Scale the stretch of the material below that runs from the line containing "Q: Point to the black" through the end of the material, writing out every line in it again. Multiply only the answer coordinates by 1.6 and round them to whole numbers, halves up, leaving all other lines and numbers unchanged.

——

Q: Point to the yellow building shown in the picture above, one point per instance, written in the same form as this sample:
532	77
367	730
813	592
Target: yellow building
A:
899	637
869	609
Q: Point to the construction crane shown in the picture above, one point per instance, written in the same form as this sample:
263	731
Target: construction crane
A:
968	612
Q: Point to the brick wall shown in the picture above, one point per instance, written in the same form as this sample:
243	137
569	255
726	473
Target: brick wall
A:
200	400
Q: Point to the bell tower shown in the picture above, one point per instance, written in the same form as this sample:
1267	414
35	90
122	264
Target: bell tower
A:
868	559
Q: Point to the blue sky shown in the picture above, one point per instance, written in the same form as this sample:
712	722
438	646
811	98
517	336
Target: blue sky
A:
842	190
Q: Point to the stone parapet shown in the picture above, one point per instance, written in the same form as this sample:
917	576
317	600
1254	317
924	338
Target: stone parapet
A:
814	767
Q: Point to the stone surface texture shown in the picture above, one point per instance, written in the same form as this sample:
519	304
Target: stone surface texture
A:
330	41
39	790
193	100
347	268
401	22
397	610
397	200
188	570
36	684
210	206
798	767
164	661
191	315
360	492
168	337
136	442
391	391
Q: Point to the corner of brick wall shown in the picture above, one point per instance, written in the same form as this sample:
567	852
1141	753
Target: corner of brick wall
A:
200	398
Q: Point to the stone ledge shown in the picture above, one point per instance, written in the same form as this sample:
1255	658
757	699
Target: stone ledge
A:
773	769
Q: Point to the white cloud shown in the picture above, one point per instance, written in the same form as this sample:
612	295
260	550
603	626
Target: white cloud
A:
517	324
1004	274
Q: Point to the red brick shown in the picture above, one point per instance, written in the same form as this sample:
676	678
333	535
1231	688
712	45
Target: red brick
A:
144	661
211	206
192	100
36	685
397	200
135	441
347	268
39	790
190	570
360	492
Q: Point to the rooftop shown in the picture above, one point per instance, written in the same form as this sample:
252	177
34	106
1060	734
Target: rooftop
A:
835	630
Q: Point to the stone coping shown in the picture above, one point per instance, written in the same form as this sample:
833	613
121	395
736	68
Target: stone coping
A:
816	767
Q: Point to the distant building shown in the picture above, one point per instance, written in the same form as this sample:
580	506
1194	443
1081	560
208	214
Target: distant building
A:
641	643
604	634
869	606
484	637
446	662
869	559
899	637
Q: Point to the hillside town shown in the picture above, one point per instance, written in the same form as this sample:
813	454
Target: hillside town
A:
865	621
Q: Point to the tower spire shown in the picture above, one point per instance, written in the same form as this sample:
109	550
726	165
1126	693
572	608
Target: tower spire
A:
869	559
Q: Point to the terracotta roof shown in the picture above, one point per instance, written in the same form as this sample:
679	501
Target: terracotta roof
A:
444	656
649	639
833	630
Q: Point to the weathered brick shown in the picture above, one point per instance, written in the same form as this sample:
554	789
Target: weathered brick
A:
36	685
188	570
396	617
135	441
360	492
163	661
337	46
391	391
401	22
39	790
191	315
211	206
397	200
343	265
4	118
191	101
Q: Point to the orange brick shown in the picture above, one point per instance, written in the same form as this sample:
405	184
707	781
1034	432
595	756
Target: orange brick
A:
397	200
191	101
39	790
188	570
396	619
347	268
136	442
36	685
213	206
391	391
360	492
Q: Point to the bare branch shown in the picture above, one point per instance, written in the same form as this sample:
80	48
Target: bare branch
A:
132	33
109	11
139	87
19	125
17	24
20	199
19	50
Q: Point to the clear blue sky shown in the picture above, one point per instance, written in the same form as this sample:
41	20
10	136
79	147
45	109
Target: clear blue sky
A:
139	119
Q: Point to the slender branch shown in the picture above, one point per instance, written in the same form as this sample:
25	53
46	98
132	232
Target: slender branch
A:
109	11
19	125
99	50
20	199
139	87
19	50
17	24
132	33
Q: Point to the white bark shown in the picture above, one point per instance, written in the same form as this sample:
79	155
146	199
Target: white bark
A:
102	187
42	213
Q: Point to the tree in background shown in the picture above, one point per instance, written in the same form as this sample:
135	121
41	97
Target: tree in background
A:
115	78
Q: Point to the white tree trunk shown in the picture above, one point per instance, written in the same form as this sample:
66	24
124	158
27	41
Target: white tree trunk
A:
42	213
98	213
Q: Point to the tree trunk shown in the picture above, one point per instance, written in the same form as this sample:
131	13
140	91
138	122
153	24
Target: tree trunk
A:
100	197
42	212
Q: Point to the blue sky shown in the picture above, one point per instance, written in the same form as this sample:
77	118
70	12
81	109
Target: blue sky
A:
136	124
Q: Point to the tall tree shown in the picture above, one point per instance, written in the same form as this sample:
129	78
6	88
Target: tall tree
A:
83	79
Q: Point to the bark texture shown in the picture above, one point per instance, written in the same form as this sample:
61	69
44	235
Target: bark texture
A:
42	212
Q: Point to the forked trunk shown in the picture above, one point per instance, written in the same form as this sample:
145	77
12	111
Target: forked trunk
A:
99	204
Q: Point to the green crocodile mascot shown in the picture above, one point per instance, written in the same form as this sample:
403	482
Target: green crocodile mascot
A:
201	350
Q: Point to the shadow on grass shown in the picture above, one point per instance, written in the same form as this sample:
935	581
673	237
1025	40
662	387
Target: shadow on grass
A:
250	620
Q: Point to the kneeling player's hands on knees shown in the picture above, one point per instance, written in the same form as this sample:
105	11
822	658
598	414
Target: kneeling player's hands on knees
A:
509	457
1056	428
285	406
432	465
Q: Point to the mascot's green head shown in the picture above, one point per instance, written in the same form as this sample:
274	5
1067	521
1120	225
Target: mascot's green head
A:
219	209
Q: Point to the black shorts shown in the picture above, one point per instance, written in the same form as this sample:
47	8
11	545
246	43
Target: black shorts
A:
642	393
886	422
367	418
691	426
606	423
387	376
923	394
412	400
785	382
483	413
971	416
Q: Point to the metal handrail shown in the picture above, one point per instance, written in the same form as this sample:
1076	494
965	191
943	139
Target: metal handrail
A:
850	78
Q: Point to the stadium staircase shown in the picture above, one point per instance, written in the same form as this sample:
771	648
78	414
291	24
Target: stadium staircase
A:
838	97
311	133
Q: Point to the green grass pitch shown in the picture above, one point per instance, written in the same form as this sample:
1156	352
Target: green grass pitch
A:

——

[Exercise response]
Q: Point to the black shorts shown in the picture above, one point per instance, written in the same form as this sample:
47	8
11	545
246	43
Target: black shorts
A:
1027	629
1418	675
587	669
1106	682
970	677
619	602
1477	630
659	640
1256	611
773	661
1554	666
Q: Point to the metal handrail shown in the picture above, one point per instance, written in the same form as this sample:
1076	494
965	191
943	139
Target: metal handrail
A:
1360	125
Q: Point to the stadium staircase shown in the picture above, one point per instance, written in the same form as this sample:
771	648
78	414
291	24
Target: stadium staircase
A:
1341	155
498	213
Q: Point to the green grass pitch shown in the picture above, one point per instance, written in the same form as this sample:
1156	352
Target: green grass pitch
A:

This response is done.